→ **SOURCE EXTRACT**:
[start]

Generate a spider scaffold for the calendar host.

$ scrapy genspider events events.example.net
Created spider 'events' using template 'basic' in module:
  event_calendar.spiders.events

Probe the calendar listing page in scrapy shell so the event-link and next-page selectors are based on the real HTML.

$ scrapy shell "https://events.example.net/calendar/"
##### snipped #####
>>> response.css("article.event-card a.event-link::attr(href)").getall()
['/calendar/events/devops-summit.html', '/calendar/events/crawl-workshop.html']
>>> response.css("a[rel='next']::attr(href), a.next::attr(href)").get()
'/calendar/page-2.html'

Related: How to use Scrapy shell

Probe one event detail page in scrapy shell before the spider starts extracting fields.

$ scrapy shell "https://events.example.net/calendar/events/devops-summit.html"
##### snipped #####
>>> response.css("h1::text").get()

[end]

→ **TASK INSTRUCTIONS**: Decide whether each statement below agrees with the Scrapy calendar spider text, answering yes or no and quoting the words of the text that settle it. 1. The spider scaffold was created from the 'basic' template. 2. The next-page selector returned '/calendar/page-3.html'. 3. The event-link selector on the calendar listing page returned three links.

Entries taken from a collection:
[start]

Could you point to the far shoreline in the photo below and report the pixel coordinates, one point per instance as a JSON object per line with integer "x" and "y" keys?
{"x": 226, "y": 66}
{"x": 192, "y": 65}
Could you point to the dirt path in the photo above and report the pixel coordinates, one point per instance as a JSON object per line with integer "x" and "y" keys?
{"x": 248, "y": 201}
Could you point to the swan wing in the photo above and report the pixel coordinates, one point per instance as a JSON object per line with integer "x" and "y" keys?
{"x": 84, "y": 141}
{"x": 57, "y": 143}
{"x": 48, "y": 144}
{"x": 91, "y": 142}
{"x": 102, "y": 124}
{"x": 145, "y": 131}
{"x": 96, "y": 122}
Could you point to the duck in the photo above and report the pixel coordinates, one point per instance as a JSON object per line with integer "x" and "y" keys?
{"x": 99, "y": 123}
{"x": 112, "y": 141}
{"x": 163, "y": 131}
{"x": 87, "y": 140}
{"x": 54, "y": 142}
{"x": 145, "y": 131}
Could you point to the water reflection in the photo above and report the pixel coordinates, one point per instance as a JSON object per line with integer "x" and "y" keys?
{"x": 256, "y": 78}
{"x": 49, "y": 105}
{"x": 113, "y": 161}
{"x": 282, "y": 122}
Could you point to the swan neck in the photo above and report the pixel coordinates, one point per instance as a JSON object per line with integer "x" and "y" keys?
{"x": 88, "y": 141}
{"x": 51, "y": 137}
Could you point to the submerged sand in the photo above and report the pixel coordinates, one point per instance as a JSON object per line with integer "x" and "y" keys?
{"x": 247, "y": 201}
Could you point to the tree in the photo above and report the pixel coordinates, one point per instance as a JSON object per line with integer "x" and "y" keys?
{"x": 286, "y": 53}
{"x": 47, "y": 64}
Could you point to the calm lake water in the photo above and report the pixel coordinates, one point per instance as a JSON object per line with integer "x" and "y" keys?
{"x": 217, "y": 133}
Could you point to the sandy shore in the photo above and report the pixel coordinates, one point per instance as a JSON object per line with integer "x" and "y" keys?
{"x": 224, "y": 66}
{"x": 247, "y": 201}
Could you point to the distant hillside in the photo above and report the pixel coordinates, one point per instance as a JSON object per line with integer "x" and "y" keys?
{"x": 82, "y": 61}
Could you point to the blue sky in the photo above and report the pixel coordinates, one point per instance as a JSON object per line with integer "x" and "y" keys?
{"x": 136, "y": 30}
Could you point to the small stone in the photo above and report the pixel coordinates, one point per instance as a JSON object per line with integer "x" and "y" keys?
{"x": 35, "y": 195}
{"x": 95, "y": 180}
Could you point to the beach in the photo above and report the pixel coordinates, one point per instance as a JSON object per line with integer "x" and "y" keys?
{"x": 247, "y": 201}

[end]

→ **EXERCISE OUTPUT**:
1. Yes: "Created spider 'events' using template 'basic' in module:"
2. No: "'/calendar/page-2.html'"
3. No: "['/calendar/events/devops-summit.html', '/calendar/events/crawl-workshop.html']"